#### 引用した文:
メガバンク、「脱炭素化」に大きく舵を切る理由
日本のメガバンクが気候変動への姿勢を大きく変化させている。写真はみずほフィナンシャルグループの本社(写真:アフロ)
日本のメガバンクが気候変動対策を相次いで強化している。
みずほフィナンシャルグループは4月15日、石炭火力発電所の新規建設を資金使途とする投融資を今後行わない方針を表明した。石炭火力発電所向け与信残高を現在の約3000億円から減らしていき、2050年度までにゼロにする。森林破壊や先住民への人権侵害が問題になっているパーム油や木材・紙パルプ分野では、新規融資時のみならず、融資実行後のチェックも厳格化する。
みずほの対応をNGOは評価
一方、三井住友フィナンシャルグループは4月16日、「ESG(環境・社会・ガバナンス)に関するリスクの考え方」と題した方針を発表し、新設の石炭火力への支援について「原則として実行しない」と明記した。水力発電や石油・ガス開発など環境負荷や地域社会への影響が大きい分野については、投融資に際して環境・社会リスク評価などを行っていく考えを示した。

#### やること:
上のメガバンクの文章のうち、「みずほフィナンシャルグループは4月15日」を含む言葉から始まって「行後のチェックも厳格化する。」で終わるところを、一字も変えずに書き写してください。

#### 示した資料:
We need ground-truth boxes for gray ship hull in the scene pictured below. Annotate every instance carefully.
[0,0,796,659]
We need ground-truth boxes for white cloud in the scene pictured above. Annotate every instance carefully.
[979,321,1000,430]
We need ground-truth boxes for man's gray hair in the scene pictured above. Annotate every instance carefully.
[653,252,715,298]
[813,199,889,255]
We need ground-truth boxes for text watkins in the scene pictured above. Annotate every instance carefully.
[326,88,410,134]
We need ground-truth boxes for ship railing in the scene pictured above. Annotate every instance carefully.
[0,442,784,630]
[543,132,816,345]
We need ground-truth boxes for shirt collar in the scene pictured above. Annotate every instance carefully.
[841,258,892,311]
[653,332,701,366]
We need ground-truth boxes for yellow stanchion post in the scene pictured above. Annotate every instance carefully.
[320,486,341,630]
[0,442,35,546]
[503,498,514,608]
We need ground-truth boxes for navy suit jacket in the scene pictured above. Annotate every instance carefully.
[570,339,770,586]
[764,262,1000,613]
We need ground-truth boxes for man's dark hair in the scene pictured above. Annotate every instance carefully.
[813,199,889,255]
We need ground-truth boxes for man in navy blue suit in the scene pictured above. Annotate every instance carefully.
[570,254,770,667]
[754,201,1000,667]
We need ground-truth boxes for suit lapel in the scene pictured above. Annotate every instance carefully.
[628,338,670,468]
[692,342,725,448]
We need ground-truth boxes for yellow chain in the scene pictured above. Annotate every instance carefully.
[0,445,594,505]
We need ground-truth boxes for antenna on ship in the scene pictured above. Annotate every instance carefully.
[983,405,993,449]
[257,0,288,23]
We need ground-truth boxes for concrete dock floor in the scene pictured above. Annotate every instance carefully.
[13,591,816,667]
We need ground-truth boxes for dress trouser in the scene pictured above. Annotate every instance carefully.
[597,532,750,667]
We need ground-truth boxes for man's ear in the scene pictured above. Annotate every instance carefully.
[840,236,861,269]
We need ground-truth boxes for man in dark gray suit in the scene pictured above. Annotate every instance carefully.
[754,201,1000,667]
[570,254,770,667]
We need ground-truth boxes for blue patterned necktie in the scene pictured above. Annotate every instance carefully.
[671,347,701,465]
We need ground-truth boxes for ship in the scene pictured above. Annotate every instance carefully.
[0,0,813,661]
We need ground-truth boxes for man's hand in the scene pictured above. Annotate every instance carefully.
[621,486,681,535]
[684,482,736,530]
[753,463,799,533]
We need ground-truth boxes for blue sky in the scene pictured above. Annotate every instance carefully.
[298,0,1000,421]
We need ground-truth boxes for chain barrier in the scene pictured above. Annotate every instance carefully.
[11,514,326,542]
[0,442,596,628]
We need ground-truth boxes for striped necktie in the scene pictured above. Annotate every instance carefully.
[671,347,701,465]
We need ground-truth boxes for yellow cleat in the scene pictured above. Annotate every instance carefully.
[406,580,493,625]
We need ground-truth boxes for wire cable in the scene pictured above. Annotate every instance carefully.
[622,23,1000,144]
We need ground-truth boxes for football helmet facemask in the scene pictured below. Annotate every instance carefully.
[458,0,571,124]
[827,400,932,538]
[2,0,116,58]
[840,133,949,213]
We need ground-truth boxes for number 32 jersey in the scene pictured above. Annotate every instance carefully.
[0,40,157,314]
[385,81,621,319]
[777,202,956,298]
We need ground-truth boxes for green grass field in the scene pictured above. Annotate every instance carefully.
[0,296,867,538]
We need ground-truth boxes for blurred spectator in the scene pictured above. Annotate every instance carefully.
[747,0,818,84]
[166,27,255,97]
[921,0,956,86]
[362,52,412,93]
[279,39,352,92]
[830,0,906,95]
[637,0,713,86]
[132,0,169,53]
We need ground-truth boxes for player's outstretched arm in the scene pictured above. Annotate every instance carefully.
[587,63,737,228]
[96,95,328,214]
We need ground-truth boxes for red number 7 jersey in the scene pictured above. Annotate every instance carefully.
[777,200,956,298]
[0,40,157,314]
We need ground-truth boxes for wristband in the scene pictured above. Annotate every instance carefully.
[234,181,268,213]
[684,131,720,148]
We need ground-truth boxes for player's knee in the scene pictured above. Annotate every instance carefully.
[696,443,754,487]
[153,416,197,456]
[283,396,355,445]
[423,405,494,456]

#### 答え:
みずほフィナンシャルグループは4月15日、石炭火力発電所の新規建設を資金使途とする投融資を今後行わない方針を表明した。石炭火力発電所向け与信残高を現在の約3000億円から減らしていき、2050年度までにゼロにする。森林破壊や先住民への人権侵害が問題になっているパーム油や木材・紙パルプ分野では、新規融資時のみならず、融資実行後のチェックも厳格化する。